About this exercise: Among the entries, find each line that includes the string "instance" and list it.

(Beginning of Dataset records)

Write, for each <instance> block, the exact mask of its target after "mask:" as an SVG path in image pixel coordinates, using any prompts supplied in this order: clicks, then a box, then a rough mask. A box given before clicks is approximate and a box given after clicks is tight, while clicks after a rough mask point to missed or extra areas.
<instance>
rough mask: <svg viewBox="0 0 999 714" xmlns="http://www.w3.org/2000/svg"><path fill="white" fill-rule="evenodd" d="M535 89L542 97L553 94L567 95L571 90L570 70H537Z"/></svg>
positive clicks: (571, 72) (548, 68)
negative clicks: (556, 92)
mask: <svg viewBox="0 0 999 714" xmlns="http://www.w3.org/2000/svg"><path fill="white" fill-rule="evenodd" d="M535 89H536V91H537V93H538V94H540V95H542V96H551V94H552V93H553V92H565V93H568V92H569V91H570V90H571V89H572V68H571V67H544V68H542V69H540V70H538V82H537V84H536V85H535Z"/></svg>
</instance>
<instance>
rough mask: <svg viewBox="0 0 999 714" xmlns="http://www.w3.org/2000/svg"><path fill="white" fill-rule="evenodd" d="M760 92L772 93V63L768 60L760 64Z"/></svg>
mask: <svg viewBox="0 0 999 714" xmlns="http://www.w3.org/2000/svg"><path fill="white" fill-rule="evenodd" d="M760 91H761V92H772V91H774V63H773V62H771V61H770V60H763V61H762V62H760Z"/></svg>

(End of Dataset records)

Completed exercise:
Write, for each <instance> block, the exact mask of its target after "mask:" as an SVG path in image pixel coordinates, using any prompts supplied in this order: clicks, then a box, then a rough mask. A box given before clicks is approximate and a box given after clicks is tight, while clicks after a rough mask point to missed or extra areas.
<instance>
</instance>
<instance>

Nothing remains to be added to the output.